Position annotation records:
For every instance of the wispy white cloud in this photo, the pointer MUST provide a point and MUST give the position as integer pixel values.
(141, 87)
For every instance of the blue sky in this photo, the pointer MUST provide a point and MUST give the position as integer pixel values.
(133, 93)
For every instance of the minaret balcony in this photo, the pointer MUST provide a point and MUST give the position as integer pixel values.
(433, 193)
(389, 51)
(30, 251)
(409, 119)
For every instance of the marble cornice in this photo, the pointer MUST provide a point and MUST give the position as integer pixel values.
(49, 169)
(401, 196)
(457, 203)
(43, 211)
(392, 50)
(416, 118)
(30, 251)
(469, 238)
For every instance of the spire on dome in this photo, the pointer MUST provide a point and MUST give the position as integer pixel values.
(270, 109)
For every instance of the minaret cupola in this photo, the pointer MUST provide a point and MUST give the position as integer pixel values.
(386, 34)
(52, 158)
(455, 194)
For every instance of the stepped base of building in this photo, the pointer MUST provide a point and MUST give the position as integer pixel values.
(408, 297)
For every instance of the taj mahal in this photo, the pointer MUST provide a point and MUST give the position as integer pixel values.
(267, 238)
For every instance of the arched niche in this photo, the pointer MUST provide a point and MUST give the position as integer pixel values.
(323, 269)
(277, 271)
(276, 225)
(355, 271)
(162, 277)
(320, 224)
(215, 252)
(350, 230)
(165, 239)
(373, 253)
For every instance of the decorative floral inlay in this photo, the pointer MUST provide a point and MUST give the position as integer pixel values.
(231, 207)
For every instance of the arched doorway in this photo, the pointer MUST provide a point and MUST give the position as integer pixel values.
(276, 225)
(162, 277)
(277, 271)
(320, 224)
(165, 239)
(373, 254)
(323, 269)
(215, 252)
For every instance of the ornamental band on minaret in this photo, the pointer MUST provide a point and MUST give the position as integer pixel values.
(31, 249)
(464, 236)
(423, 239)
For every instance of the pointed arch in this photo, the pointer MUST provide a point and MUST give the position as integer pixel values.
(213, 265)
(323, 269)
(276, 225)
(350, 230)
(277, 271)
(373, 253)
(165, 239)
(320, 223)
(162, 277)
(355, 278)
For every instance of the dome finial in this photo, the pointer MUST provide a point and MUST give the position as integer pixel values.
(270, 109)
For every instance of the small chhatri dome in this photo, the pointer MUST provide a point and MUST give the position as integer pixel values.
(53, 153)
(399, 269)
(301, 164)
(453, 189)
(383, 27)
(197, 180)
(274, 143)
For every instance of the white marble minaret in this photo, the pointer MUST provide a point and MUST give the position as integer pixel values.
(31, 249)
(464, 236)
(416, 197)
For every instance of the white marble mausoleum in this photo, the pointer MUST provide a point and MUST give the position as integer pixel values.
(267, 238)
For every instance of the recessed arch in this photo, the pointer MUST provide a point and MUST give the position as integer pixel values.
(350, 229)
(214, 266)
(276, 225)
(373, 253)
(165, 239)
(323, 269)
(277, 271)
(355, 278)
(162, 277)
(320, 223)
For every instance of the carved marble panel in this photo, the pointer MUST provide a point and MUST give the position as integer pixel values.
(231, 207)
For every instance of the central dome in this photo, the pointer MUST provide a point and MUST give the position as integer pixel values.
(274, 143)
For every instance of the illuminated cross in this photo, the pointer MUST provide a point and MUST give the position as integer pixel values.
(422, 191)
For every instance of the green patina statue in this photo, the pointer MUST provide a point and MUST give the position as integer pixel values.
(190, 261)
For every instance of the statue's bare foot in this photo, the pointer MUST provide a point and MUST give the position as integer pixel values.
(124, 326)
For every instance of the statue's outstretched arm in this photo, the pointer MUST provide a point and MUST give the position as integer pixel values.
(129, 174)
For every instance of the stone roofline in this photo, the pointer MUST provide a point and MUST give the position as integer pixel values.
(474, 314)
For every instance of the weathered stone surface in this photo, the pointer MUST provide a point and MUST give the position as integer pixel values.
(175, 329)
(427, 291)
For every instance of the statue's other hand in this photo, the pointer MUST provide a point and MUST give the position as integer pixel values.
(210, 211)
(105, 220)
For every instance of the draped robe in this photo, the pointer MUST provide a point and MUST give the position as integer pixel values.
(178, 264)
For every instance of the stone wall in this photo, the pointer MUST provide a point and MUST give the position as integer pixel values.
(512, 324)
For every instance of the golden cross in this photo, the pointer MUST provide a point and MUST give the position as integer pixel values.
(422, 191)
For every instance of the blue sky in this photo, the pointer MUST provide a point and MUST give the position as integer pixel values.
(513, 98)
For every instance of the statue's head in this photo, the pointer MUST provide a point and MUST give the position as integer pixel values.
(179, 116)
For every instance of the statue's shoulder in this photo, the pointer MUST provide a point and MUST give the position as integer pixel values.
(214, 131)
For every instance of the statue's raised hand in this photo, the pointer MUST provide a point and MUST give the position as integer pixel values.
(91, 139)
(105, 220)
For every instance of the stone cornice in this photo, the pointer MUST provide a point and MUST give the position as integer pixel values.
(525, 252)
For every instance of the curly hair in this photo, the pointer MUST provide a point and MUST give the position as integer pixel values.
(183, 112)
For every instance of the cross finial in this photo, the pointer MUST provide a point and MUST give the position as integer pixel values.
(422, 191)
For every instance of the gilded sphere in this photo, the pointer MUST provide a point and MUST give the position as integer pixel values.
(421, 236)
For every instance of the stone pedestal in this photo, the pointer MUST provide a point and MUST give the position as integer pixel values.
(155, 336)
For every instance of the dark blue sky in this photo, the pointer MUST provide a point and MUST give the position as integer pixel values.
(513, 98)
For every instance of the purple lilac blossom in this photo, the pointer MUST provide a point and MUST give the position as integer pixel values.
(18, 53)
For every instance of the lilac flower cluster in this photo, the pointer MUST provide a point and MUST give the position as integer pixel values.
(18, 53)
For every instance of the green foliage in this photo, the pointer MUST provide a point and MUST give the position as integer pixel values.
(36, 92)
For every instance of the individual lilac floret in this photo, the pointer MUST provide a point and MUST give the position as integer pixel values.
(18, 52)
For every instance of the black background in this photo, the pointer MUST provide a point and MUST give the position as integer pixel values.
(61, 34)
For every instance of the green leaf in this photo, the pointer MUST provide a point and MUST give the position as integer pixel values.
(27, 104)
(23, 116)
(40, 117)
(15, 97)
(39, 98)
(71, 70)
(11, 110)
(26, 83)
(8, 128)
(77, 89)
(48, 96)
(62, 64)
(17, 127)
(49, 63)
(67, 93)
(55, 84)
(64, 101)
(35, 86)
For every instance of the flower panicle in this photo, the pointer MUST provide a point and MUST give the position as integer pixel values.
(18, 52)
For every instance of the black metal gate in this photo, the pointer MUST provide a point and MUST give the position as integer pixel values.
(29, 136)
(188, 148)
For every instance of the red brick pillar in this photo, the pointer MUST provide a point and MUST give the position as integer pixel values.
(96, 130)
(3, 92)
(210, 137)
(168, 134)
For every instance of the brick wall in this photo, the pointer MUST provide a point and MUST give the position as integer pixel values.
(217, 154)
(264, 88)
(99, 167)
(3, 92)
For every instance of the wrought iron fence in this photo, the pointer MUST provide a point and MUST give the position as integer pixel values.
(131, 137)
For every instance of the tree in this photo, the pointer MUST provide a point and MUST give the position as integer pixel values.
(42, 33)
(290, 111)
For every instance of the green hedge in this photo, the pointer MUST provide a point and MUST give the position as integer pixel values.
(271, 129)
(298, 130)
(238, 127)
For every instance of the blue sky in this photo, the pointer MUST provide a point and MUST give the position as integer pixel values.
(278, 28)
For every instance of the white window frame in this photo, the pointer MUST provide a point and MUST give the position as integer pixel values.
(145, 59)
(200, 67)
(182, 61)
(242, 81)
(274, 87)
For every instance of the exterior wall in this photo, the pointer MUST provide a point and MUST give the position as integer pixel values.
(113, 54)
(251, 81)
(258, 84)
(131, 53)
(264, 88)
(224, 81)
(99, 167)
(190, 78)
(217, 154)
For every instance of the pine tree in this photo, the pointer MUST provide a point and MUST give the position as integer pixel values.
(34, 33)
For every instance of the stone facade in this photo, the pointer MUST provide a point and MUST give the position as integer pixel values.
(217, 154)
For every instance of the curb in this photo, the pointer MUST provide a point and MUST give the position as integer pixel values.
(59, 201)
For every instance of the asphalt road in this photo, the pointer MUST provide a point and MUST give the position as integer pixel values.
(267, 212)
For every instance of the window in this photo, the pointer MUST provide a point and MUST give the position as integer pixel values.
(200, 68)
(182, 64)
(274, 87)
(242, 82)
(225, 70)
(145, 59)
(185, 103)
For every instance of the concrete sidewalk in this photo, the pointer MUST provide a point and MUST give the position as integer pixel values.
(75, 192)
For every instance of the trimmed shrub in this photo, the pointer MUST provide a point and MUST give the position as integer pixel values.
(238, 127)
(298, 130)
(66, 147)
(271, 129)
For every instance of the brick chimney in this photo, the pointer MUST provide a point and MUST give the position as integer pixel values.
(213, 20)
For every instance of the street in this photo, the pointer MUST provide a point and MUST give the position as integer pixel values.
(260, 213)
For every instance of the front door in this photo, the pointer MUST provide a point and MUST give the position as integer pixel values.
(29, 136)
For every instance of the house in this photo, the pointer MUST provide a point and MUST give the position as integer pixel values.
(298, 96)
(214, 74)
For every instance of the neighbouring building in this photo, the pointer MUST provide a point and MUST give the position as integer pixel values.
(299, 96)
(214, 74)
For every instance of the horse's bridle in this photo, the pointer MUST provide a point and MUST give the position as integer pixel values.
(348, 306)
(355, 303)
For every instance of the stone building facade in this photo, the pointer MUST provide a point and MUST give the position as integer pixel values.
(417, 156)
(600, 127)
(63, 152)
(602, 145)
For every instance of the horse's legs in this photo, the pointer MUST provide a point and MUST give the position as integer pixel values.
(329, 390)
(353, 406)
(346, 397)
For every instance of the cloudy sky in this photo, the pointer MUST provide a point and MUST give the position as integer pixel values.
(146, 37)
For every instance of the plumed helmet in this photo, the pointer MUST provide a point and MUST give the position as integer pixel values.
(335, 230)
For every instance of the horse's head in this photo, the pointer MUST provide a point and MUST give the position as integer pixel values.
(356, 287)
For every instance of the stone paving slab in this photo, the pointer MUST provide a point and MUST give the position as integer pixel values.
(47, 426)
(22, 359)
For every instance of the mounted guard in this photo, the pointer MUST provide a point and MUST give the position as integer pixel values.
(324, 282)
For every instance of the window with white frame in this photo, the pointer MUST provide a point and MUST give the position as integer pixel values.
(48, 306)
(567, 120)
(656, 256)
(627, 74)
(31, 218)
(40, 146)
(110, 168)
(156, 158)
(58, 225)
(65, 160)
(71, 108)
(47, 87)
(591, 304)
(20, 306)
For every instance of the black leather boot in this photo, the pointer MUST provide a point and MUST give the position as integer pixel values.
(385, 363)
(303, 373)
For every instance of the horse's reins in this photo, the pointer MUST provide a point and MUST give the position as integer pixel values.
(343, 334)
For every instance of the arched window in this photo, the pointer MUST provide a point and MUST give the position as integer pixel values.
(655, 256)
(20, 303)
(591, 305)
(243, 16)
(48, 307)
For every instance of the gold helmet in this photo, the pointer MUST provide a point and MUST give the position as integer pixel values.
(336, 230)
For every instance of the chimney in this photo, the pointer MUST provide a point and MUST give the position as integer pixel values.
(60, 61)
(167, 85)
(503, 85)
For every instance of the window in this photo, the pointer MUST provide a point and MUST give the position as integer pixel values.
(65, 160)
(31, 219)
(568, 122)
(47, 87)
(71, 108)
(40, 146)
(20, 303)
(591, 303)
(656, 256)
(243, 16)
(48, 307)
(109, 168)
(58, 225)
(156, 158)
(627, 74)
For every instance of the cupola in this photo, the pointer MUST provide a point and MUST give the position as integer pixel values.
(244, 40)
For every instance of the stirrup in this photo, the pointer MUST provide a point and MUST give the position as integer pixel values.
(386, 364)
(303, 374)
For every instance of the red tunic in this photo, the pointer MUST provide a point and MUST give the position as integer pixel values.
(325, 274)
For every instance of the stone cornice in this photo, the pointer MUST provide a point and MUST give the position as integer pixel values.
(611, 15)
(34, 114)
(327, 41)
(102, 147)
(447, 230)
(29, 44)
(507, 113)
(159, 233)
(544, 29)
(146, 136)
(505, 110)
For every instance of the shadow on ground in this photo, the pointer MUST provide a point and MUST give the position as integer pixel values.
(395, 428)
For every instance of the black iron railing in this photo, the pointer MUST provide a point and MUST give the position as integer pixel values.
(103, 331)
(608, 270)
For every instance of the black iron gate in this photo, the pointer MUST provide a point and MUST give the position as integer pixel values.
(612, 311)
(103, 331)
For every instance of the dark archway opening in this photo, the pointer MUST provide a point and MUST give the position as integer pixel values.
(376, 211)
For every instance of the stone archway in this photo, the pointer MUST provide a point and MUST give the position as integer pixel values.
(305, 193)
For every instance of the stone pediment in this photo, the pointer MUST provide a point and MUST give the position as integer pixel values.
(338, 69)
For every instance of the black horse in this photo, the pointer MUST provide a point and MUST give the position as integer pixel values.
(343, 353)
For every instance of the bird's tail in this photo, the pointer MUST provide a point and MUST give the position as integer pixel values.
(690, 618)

= EXERCISE REQUIREMENTS =
What needs duplicating is the run of lines from the one containing "For every instance of the cupola" through the last line of the entries above, exact and complete.

= FULL RESPONSE =
For every instance of the cupola in this photo, the pointer MUST provide a point and MUST give the position as integer pixel values.
(244, 40)
For every instance of the stirrup in this photo, the pointer MUST provide a point and MUST give the position as integer pixel values.
(386, 364)
(303, 374)
For every instance of the red tunic in this photo, the pointer MUST provide a point and MUST give the position as integer pixel values.
(325, 274)
For every instance of the stone cornice in this photo, the pointer MUST provide a point and MUST give the position as integer pixel values.
(611, 15)
(34, 114)
(327, 41)
(102, 147)
(447, 230)
(29, 44)
(507, 113)
(159, 233)
(544, 29)
(146, 136)
(505, 110)
For every instance of the shadow on ground in this photo, the pointer MUST provide a point and MUST give the position as integer pixel values.
(395, 428)
For every instance of the black iron railing in this photo, the pointer MUST provide a point and MUST give the position as integer pixel values.
(103, 331)
(608, 270)
For every instance of the black iron gate in this photo, the pointer MUST provide a point and MUST give the position as integer pixel values.
(612, 311)
(103, 331)
For every instance of the dark archway opening in this photo, the pointer MUST provide a point and MUST give the position as integer pixel values.
(376, 211)
For every instance of the stone archway in this photo, the pointer MUST provide a point and MUST give the position as integer pixel values.
(305, 193)
For every instance of the stone pediment in this photo, the pointer MUST provide a point and MUST give the position as integer pixel values.
(338, 69)
For every instance of the black horse in this photo, the pointer MUST provide a point and MUST give the position as integer pixel values.
(343, 353)
For every instance of the bird's tail in this photo, the pointer MUST provide a point and MUST give the position as integer pixel values.
(690, 618)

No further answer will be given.